((

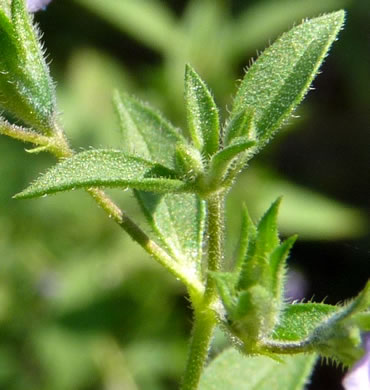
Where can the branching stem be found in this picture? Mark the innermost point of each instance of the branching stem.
(59, 147)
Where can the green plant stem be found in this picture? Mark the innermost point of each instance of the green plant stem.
(205, 318)
(204, 323)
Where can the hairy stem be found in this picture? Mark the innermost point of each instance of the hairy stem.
(205, 318)
(59, 147)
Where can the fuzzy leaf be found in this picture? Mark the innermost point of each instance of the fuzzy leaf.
(277, 82)
(232, 371)
(241, 125)
(26, 87)
(5, 7)
(145, 132)
(268, 236)
(177, 220)
(247, 239)
(278, 266)
(300, 319)
(202, 114)
(222, 161)
(104, 168)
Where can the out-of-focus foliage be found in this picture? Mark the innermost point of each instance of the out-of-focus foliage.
(72, 315)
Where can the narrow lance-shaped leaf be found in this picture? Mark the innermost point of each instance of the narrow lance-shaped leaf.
(177, 220)
(145, 133)
(202, 114)
(233, 371)
(5, 7)
(257, 267)
(277, 82)
(27, 90)
(105, 168)
(241, 125)
(224, 160)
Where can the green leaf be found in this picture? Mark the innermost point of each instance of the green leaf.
(202, 114)
(247, 238)
(177, 220)
(145, 132)
(277, 82)
(233, 371)
(27, 90)
(267, 230)
(300, 319)
(105, 168)
(241, 125)
(311, 215)
(278, 266)
(224, 160)
(5, 7)
(188, 161)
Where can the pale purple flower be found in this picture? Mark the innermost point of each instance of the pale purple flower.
(36, 5)
(358, 378)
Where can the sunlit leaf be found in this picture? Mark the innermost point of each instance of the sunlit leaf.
(233, 371)
(277, 82)
(145, 133)
(104, 168)
(202, 114)
(298, 320)
(178, 220)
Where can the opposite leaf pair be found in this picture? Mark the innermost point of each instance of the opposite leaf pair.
(258, 318)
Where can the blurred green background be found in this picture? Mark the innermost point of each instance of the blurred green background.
(81, 306)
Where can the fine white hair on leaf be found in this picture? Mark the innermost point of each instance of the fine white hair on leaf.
(36, 5)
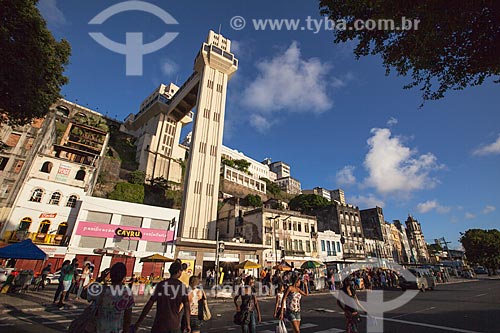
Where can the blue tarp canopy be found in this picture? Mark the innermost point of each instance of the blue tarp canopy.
(23, 250)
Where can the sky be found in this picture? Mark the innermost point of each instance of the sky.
(299, 98)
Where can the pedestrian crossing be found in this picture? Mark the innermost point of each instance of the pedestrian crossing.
(303, 327)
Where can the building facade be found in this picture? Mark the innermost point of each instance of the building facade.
(319, 191)
(416, 240)
(345, 220)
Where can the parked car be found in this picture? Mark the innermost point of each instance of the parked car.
(4, 272)
(54, 277)
(480, 270)
(423, 280)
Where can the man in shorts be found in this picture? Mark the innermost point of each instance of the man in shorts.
(68, 275)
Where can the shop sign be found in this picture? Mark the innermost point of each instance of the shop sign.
(102, 230)
(128, 233)
(48, 215)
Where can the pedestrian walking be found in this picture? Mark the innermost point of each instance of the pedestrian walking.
(168, 296)
(279, 306)
(292, 298)
(60, 286)
(84, 280)
(195, 295)
(68, 275)
(114, 307)
(249, 306)
(45, 272)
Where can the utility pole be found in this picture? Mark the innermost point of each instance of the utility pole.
(216, 262)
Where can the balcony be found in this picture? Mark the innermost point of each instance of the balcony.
(295, 253)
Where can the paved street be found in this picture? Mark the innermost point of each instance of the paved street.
(472, 306)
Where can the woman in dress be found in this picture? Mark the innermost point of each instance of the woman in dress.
(248, 305)
(84, 280)
(114, 310)
(194, 296)
(292, 298)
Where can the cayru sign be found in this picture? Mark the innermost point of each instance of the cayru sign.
(128, 233)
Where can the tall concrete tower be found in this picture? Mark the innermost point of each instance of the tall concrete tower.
(214, 65)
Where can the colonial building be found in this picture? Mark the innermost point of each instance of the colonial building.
(282, 234)
(345, 220)
(18, 146)
(319, 191)
(330, 249)
(63, 170)
(157, 129)
(374, 227)
(417, 241)
(406, 250)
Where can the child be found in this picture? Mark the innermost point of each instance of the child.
(280, 292)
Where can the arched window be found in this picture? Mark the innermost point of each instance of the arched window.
(25, 224)
(37, 195)
(56, 197)
(44, 227)
(71, 201)
(46, 167)
(80, 175)
(62, 228)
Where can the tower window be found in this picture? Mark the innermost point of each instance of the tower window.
(46, 167)
(44, 227)
(25, 224)
(71, 201)
(37, 195)
(56, 197)
(80, 175)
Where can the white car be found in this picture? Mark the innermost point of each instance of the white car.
(4, 272)
(53, 278)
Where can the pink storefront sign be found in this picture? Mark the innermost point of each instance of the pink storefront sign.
(93, 229)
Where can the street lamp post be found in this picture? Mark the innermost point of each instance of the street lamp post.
(274, 238)
(342, 241)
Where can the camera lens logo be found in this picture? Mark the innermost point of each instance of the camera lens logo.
(134, 48)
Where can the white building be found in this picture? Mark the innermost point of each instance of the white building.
(158, 131)
(290, 235)
(319, 191)
(330, 248)
(289, 185)
(257, 170)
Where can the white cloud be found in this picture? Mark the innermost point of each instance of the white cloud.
(169, 67)
(493, 148)
(368, 201)
(289, 83)
(236, 47)
(394, 168)
(489, 209)
(260, 123)
(346, 176)
(469, 216)
(50, 12)
(392, 121)
(429, 205)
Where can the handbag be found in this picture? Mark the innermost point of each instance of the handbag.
(203, 310)
(281, 327)
(240, 318)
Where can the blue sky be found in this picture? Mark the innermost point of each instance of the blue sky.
(297, 97)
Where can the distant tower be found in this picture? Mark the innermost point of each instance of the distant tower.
(214, 65)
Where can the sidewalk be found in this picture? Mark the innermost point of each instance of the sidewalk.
(33, 301)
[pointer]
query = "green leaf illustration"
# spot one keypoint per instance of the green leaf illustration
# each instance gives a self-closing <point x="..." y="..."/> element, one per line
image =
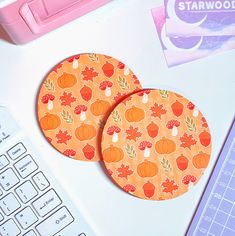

))

Print the material above verbatim, no images.

RESULT BELOW →
Where can the branching stem be found in this picture? Mark the innermost point of each instance of the branching stem.
(59, 147)
Where can the green plant stem be found in this picture? Mark the innermost point of each instance of the green plant stem.
(205, 318)
(204, 323)
Where can the hairy stem be found in this picture? Mark the innermost point of each instance of the hairy stem.
(205, 318)
(59, 147)
Where can the fuzzy leaf be found in this picture? Mark the innermost point of each instance of the fuzzy leaf.
(277, 82)
(232, 371)
(241, 125)
(26, 87)
(5, 7)
(145, 132)
(268, 236)
(177, 220)
(247, 239)
(278, 266)
(300, 319)
(202, 114)
(222, 161)
(104, 168)
Where can the out-of-focus foliage be found in this picture? Mark the innermost point of each instance of the out-of-focus foliage.
(72, 315)
Where can the narrow lance-shaped leaf be found in this picture? Mark the innermost point of each instance of the narrow lance-shaped leaf.
(177, 220)
(145, 133)
(202, 114)
(233, 371)
(5, 7)
(257, 267)
(277, 82)
(27, 90)
(105, 168)
(241, 125)
(224, 160)
Where can the green leaf be found in this picture? Mark the innermost point of each instance of the green leaf.
(202, 114)
(247, 238)
(177, 220)
(145, 132)
(277, 82)
(233, 371)
(27, 90)
(267, 230)
(300, 319)
(105, 168)
(241, 125)
(311, 215)
(278, 266)
(224, 160)
(5, 7)
(188, 161)
Where can the pale purple flower be found in this picture? Mark the innermost point of each instance of the pale purple flower.
(36, 5)
(358, 378)
Where can the sunlit leaf be found in this picture? Mark the innermost point of each instance of the sunlit leaf.
(233, 371)
(277, 82)
(145, 133)
(104, 168)
(202, 114)
(298, 320)
(178, 220)
Where can the opposite leaf pair be found in this picture? Mark the innermost point of each instance of the opposite leaf pair.
(258, 318)
Where can the blurred green background be found in this picture? Mark the innermost point of each instance of the blurred green background.
(81, 306)
Where can the fine white hair on leaf be found in this picture? Mark the innermost point of each instance of the fine white hair on leaf.
(36, 5)
Where can the blue tarp canopy be found in this picture? Mark the innermost point of each instance of the blue tarp canopy.
(23, 250)
Where can the sky be found in this picture? Mark the innermost point of each instance of the sky.
(299, 98)
Where can the pedestrian crossing be found in this picture? Mark the innermost point of each instance of the pedestrian crossing.
(303, 327)
Where can the building facade be found in this picture? Mark the innermost point of each instance of the building facade.
(319, 191)
(416, 240)
(345, 220)
Where can the parked car be found in this picture? Mark the innermost point of each instance of the parked car.
(4, 272)
(54, 277)
(480, 270)
(423, 280)
Where can the man in shorts be found in this picture? Mark the innermost point of each instance of the man in shorts.
(68, 275)
Where can the shop sign be found in this picture? Mark the innermost point of each instance of the shop sign.
(102, 230)
(128, 233)
(48, 215)
Where can the pedestrian walking be found in this picture? Mark the innermost point of each instance of the pedestrian walking.
(168, 296)
(279, 306)
(292, 298)
(60, 286)
(84, 280)
(195, 295)
(68, 275)
(114, 307)
(249, 306)
(45, 272)
Where can the utility pole be found in this picture? Mark the innermost point of each instance of the utility pole.
(216, 262)
Where can the balcony be found in this picture? Mark the innermost point of each instance of the balcony.
(295, 253)
Where can the paved street be found in this picture? Mark the innermost point of each instance of the paved street.
(472, 306)
Where can the woman in dress be found in this picture? Mark the innermost point of each instance of the woman in dress.
(248, 305)
(84, 280)
(114, 310)
(194, 296)
(292, 298)
Where can the cayru sign be found in this picture? Mark the innermost point of each instance of the cayru sign.
(128, 233)
Where can the tall concrete tower be found in this picture? Mark the innermost point of each instance of the tall concrete tower.
(214, 65)
Where can the colonial building be found in this picture? Mark the innermost point of each instance of the colonial building.
(282, 234)
(345, 220)
(18, 146)
(319, 191)
(330, 249)
(63, 170)
(157, 129)
(374, 227)
(417, 241)
(406, 250)
Where can the child be found in this picture? Mark the innermost point of each instance of the child.
(280, 292)
Where can the arched window be found in this picture? Mark the innermost point of each instance of the arched window.
(25, 224)
(37, 195)
(56, 197)
(44, 227)
(71, 201)
(46, 167)
(80, 175)
(62, 228)
Where can the tower window be found in this picture? Mark the innermost point of each instance of the tower window.
(46, 167)
(44, 227)
(25, 224)
(71, 201)
(37, 195)
(56, 197)
(80, 175)
Where can the white car be found in this picture? Mark the innermost point of each instance of the white car.
(4, 272)
(53, 278)
Where can the pink storefront sign be found in this picture? Mark the innermost point of each instance of the pink storefront sign.
(93, 229)
Where can the street lamp post be found in this picture? Mark the innermost point of each instance of the street lamp post.
(274, 238)
(342, 241)
Where can the camera lens logo be found in this picture? Mark the innermost point of each instance of the camera lens logo.
(134, 48)
Where can the white building be found in this picture? Mark the innermost point of each instance of the white building.
(158, 131)
(290, 235)
(319, 191)
(330, 248)
(289, 185)
(257, 170)
Where can the white cloud be found in this picture? Mark the innermost point of each instance of the white cloud.
(169, 67)
(493, 148)
(368, 201)
(289, 83)
(236, 47)
(394, 168)
(489, 209)
(260, 123)
(346, 176)
(469, 216)
(50, 12)
(392, 121)
(429, 205)
Where can the handbag be found in this picture? Mark the innermost point of each instance of the handbag.
(203, 310)
(281, 327)
(240, 318)
Where can the blue sky be found in this picture? Mark the innermost point of each instance of the blue sky.
(297, 97)
Where can the distant tower be found in this picture? Mark the innermost point of each instance of the distant tower.
(214, 65)
Where can the sidewalk be found in this picture? Mark the innermost point of each instance of the sidewalk.
(33, 301)
[pointer]
query = "green leaf illustration"
# spot one keypoint per instance of the green leaf illustration
# each instance gives a self-closing <point x="..." y="..."/> element, one per line
image =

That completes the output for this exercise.